Tuesday, November 30, 2010

Taking A Break

     I've decided to step away from this blog for a while and take a rest--at least until I'm once more motivated by writing and/or art I feel compelled to share. Thanks for your interest, and responses. I'll let you know when I start posting again.
-- Bob

Tuesday, November 23, 2010

Ancient Wisdom

     Here's a third set of poem/drawing companion pieces from The Sacred Well: Songs From The Waters Of Life:


                        OLD STONES

When we walk near old stones--say in a wall
that once bounded or divided things, but now
lies weathered, crumbling, mostly overgrown
with creepers and vines--sometimes they speak,
chanting spells from the subterranean world,
muttering in a tongue we can almost hear.

Listen. What are they saying? Can you tell?
I sense myself becoming heavier, dissolving,
my soul groping down through layers of soil,
jostled by stumps, fossils, artifacts, bones.
It is good to come to rest there, deep below,
where all the beginnings and endings are one.

Far inside me a primeval being is achored
by great, gnarled roots to a time before time,
to stark landscapes where no footfall echoes,
no voices cry. And what it knows, it knows
as death knows life; as the stone's shadow
knows what burns in the heart of the stone.

                               *



No more words.
In the name of this place
we drink in with our breathing,
stay quiet like a flower
so the nightbirds will start singing.

-- Rumi --

Tuesday, November 16, 2010

Roots And Stars

Here's another poem/drawing combo from my book The Sacred Well: Songs From The Waters Of Life.

(Task details):
Return the passage of the blog posts between "When we walk" and "can almost hear.", inclusive, copied word for word. The entries have no connection to the blog posts above.

(Segmentation labeling entries):
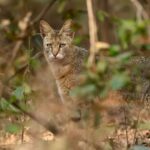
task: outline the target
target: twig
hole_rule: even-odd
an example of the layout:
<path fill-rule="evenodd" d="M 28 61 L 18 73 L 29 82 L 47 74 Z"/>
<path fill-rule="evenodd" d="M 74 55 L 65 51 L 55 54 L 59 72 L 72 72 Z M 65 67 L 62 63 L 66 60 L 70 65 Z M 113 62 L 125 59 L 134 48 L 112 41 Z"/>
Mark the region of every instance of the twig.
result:
<path fill-rule="evenodd" d="M 89 34 L 90 34 L 90 56 L 88 63 L 92 64 L 94 62 L 95 53 L 97 51 L 96 43 L 97 37 L 97 26 L 93 13 L 92 0 L 86 0 L 87 11 L 88 11 L 88 21 L 89 21 Z"/>
<path fill-rule="evenodd" d="M 20 107 L 17 103 L 10 103 L 10 104 L 12 106 L 14 106 L 15 108 L 17 108 L 18 110 L 20 110 L 21 112 L 23 112 L 26 116 L 30 117 L 31 119 L 33 119 L 34 121 L 36 121 L 37 123 L 42 125 L 45 129 L 52 132 L 53 134 L 56 135 L 61 132 L 60 129 L 58 129 L 58 127 L 56 127 L 55 123 L 50 123 L 50 122 L 46 121 L 45 119 L 43 119 L 39 116 L 36 116 L 35 114 L 33 114 L 31 112 L 28 112 L 27 110 Z"/>
<path fill-rule="evenodd" d="M 141 21 L 142 19 L 145 20 L 149 19 L 147 12 L 144 10 L 143 6 L 140 4 L 138 0 L 131 0 L 131 2 L 137 9 L 136 16 L 139 21 Z"/>
<path fill-rule="evenodd" d="M 37 23 L 45 14 L 48 12 L 48 10 L 55 4 L 55 2 L 58 0 L 52 0 L 48 5 L 46 5 L 41 13 L 30 23 L 30 26 L 33 26 L 35 23 Z"/>
<path fill-rule="evenodd" d="M 126 131 L 126 141 L 127 141 L 127 148 L 128 148 L 128 146 L 129 146 L 129 138 L 128 138 L 127 116 L 126 116 L 125 107 L 123 107 L 123 113 L 124 113 L 125 131 Z"/>

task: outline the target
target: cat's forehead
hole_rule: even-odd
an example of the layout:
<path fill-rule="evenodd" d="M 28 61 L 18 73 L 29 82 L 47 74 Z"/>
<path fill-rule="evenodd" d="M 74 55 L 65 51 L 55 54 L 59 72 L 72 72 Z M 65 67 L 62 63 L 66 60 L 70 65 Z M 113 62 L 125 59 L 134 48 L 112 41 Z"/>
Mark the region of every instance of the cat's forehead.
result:
<path fill-rule="evenodd" d="M 59 33 L 59 30 L 54 30 L 53 33 L 49 32 L 47 33 L 45 40 L 52 40 L 52 39 L 59 39 L 61 38 L 61 34 Z"/>

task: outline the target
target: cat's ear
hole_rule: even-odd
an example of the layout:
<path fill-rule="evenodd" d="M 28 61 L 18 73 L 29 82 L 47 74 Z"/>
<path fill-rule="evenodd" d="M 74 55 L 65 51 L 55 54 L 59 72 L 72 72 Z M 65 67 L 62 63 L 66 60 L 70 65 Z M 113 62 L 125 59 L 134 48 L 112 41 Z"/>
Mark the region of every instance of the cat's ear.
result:
<path fill-rule="evenodd" d="M 72 26 L 72 20 L 66 20 L 65 23 L 63 24 L 60 33 L 64 34 L 65 36 L 69 36 L 70 38 L 74 38 L 74 32 L 71 30 Z"/>
<path fill-rule="evenodd" d="M 45 37 L 48 33 L 53 33 L 53 28 L 44 20 L 40 21 L 40 33 L 42 37 Z"/>

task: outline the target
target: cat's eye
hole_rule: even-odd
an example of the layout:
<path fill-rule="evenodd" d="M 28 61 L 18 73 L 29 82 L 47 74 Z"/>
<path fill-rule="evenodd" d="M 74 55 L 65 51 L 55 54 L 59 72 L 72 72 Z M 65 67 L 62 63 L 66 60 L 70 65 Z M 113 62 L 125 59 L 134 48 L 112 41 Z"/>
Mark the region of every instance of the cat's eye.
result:
<path fill-rule="evenodd" d="M 47 47 L 52 47 L 52 44 L 51 43 L 47 43 L 46 46 Z"/>
<path fill-rule="evenodd" d="M 65 46 L 66 46 L 65 43 L 61 43 L 61 44 L 59 45 L 60 48 L 65 47 Z"/>

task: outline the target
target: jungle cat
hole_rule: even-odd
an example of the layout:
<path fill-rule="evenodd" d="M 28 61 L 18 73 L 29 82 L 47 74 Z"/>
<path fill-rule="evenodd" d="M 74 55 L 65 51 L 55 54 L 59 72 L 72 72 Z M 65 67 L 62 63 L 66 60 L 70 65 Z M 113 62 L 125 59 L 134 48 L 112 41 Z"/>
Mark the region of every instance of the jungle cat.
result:
<path fill-rule="evenodd" d="M 88 51 L 73 45 L 72 20 L 65 21 L 60 30 L 54 30 L 46 21 L 40 21 L 44 55 L 56 80 L 62 102 L 71 99 L 69 92 L 79 84 Z"/>

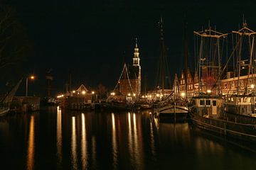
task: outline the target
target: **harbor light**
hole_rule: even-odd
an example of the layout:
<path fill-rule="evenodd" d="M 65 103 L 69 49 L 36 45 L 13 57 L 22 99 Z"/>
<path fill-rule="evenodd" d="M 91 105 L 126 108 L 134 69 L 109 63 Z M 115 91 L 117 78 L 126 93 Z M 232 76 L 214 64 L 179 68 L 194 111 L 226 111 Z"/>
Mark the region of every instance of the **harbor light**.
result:
<path fill-rule="evenodd" d="M 210 93 L 211 93 L 211 90 L 208 89 L 208 90 L 206 91 L 206 92 L 207 92 L 208 94 L 210 94 Z"/>

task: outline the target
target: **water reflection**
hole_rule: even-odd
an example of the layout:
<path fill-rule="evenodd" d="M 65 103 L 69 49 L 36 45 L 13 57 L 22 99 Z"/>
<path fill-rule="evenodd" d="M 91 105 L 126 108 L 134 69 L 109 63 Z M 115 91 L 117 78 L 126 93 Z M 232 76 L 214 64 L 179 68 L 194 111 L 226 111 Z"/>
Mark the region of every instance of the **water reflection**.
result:
<path fill-rule="evenodd" d="M 155 142 L 154 142 L 154 130 L 153 130 L 153 123 L 150 120 L 150 146 L 151 151 L 152 154 L 152 159 L 156 159 L 156 151 L 155 151 Z"/>
<path fill-rule="evenodd" d="M 78 169 L 75 117 L 72 117 L 71 162 L 73 169 Z"/>
<path fill-rule="evenodd" d="M 97 159 L 96 159 L 96 140 L 95 136 L 92 137 L 92 169 L 97 169 Z"/>
<path fill-rule="evenodd" d="M 57 157 L 58 164 L 62 163 L 62 124 L 61 124 L 61 110 L 57 107 Z"/>
<path fill-rule="evenodd" d="M 29 124 L 28 146 L 27 152 L 27 169 L 33 169 L 34 166 L 35 154 L 35 134 L 34 134 L 34 116 L 31 116 Z"/>
<path fill-rule="evenodd" d="M 87 167 L 87 149 L 86 139 L 86 126 L 85 115 L 82 113 L 82 138 L 81 138 L 81 157 L 82 157 L 82 169 L 86 169 Z"/>
<path fill-rule="evenodd" d="M 201 135 L 188 123 L 150 121 L 148 113 L 49 111 L 41 111 L 40 117 L 10 115 L 0 121 L 1 169 L 252 169 L 256 166 L 252 152 Z"/>
<path fill-rule="evenodd" d="M 112 148 L 113 148 L 113 167 L 114 169 L 117 169 L 117 134 L 116 134 L 116 128 L 115 128 L 115 121 L 114 121 L 114 114 L 112 113 Z"/>

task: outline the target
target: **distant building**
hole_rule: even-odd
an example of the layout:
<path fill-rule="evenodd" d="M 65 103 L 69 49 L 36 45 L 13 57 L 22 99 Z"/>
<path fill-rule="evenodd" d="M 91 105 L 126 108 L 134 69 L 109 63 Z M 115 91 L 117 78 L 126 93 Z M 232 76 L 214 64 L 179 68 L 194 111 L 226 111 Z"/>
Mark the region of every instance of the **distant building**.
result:
<path fill-rule="evenodd" d="M 139 52 L 136 39 L 132 65 L 124 65 L 122 74 L 119 81 L 119 91 L 124 96 L 139 96 L 141 94 L 142 71 L 139 64 Z"/>

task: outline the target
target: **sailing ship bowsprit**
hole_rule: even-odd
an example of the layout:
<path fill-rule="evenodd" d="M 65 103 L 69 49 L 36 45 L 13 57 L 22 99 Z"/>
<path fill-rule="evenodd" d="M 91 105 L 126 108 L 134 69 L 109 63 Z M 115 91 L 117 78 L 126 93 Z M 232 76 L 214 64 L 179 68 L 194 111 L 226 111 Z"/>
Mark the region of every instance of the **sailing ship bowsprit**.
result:
<path fill-rule="evenodd" d="M 199 89 L 197 96 L 192 98 L 193 108 L 190 113 L 192 122 L 194 125 L 204 130 L 214 132 L 217 134 L 231 137 L 241 140 L 247 140 L 250 142 L 256 142 L 256 118 L 252 116 L 245 116 L 239 114 L 239 113 L 233 113 L 230 114 L 225 111 L 224 102 L 225 96 L 221 93 L 220 88 L 221 73 L 226 68 L 228 63 L 223 67 L 223 71 L 220 72 L 220 53 L 214 53 L 211 50 L 214 50 L 214 47 L 208 46 L 203 47 L 203 45 L 207 45 L 206 41 L 216 42 L 217 43 L 211 43 L 211 45 L 217 44 L 218 49 L 220 49 L 218 46 L 220 45 L 220 42 L 226 38 L 226 34 L 221 34 L 218 32 L 213 32 L 209 28 L 209 30 L 206 30 L 203 32 L 194 32 L 196 35 L 200 36 L 201 40 L 200 45 L 200 52 L 198 53 L 198 75 L 199 77 L 203 76 L 204 72 L 209 70 L 207 67 L 210 65 L 210 68 L 217 68 L 217 75 L 213 78 L 215 83 L 210 87 L 209 84 L 207 84 L 208 76 L 213 74 L 207 74 L 206 76 L 199 79 Z M 244 33 L 242 33 L 242 35 Z M 202 42 L 203 41 L 203 42 Z M 253 45 L 252 45 L 253 46 Z M 203 51 L 203 50 L 206 50 Z M 213 54 L 215 56 L 211 56 Z M 230 60 L 233 52 L 228 62 Z M 204 57 L 202 60 L 202 57 Z M 210 63 L 215 63 L 213 59 L 216 59 L 218 67 L 213 67 Z M 202 61 L 204 62 L 202 63 Z M 206 64 L 206 63 L 209 64 Z M 213 65 L 214 66 L 214 65 Z M 214 73 L 214 72 L 213 72 Z M 238 74 L 239 75 L 239 74 Z M 202 81 L 203 80 L 203 81 Z M 202 82 L 203 81 L 203 82 Z M 215 86 L 217 84 L 217 86 Z M 210 88 L 210 89 L 209 89 Z M 215 89 L 214 89 L 215 88 Z"/>
<path fill-rule="evenodd" d="M 169 94 L 166 93 L 168 91 L 166 89 L 171 89 L 171 84 L 164 44 L 162 18 L 159 21 L 159 30 L 160 57 L 156 84 L 158 89 L 156 93 L 161 96 L 161 101 L 156 101 L 154 104 L 153 113 L 155 117 L 159 118 L 160 120 L 168 120 L 174 122 L 183 121 L 186 119 L 188 110 L 185 98 L 180 96 L 178 91 L 172 91 Z M 186 54 L 186 52 L 184 53 Z M 176 82 L 174 82 L 174 89 L 175 84 Z"/>
<path fill-rule="evenodd" d="M 2 98 L 0 101 L 0 116 L 6 114 L 10 110 L 11 103 L 14 98 L 14 96 L 22 81 L 21 79 L 17 84 L 12 88 L 12 89 Z"/>
<path fill-rule="evenodd" d="M 124 67 L 117 85 L 103 104 L 111 110 L 138 110 L 140 106 L 135 103 L 141 94 L 141 66 L 137 39 L 136 38 L 132 65 Z"/>

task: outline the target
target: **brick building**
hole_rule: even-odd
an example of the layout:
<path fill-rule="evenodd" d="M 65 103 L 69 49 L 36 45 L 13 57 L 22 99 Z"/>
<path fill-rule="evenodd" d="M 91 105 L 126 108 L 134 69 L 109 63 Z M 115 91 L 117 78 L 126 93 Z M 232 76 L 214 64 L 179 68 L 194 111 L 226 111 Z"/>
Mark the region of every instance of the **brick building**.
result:
<path fill-rule="evenodd" d="M 139 64 L 139 52 L 137 42 L 134 47 L 132 65 L 124 65 L 119 81 L 119 91 L 124 96 L 139 96 L 141 94 L 142 73 Z"/>

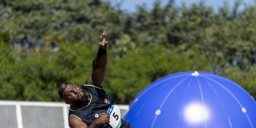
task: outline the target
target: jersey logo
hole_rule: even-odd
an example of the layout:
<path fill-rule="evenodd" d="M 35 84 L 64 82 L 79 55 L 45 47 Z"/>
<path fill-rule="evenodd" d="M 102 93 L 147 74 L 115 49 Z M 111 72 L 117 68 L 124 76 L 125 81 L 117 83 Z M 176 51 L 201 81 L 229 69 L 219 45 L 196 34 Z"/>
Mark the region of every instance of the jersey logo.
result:
<path fill-rule="evenodd" d="M 95 117 L 98 118 L 99 117 L 99 115 L 98 114 L 95 114 Z"/>
<path fill-rule="evenodd" d="M 108 104 L 110 104 L 110 102 L 109 102 L 109 101 L 108 100 L 107 100 L 106 99 L 104 99 L 104 102 L 105 102 L 105 103 L 107 103 Z"/>

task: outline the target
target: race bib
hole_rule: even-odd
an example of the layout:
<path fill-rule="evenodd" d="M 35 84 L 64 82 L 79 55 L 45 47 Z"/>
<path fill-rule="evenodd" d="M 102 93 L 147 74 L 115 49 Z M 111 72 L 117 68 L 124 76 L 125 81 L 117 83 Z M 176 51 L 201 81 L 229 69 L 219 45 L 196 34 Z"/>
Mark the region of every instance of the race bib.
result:
<path fill-rule="evenodd" d="M 109 114 L 110 122 L 109 124 L 113 128 L 119 128 L 121 125 L 121 111 L 119 107 L 113 105 L 109 108 L 108 113 Z"/>

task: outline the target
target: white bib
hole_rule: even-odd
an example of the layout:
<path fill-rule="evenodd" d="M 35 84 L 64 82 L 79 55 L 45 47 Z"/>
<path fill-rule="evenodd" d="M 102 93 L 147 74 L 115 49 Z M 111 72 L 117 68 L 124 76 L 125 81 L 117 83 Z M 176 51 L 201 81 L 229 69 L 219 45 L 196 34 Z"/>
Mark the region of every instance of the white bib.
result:
<path fill-rule="evenodd" d="M 113 128 L 119 128 L 121 125 L 121 111 L 119 107 L 113 105 L 109 108 L 108 113 L 109 114 L 110 118 L 109 124 Z"/>

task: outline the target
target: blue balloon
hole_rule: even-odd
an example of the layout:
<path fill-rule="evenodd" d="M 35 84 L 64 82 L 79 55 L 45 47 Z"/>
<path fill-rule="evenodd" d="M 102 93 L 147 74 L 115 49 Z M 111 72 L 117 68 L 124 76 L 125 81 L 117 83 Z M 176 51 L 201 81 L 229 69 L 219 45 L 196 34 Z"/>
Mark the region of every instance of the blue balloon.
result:
<path fill-rule="evenodd" d="M 256 102 L 234 82 L 185 72 L 153 82 L 131 103 L 132 128 L 256 128 Z"/>

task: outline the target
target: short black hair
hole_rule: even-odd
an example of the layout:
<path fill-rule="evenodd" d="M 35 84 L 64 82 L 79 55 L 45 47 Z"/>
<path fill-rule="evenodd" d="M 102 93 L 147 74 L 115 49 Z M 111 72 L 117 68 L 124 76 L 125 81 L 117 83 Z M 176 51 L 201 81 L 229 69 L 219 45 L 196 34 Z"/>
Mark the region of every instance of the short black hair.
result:
<path fill-rule="evenodd" d="M 67 85 L 69 83 L 67 82 L 64 82 L 59 86 L 59 96 L 61 99 L 62 99 L 62 95 L 63 94 L 63 91 L 67 88 Z"/>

(Reply to the task):
When we walk near old stones--say in a wall
that once bounded or divided things, but now
lies weathered, crumbling, mostly overgrown
with creepers and vines--sometimes they speak,
chanting spells from the subterranean world,
muttering in a tongue we can almost hear.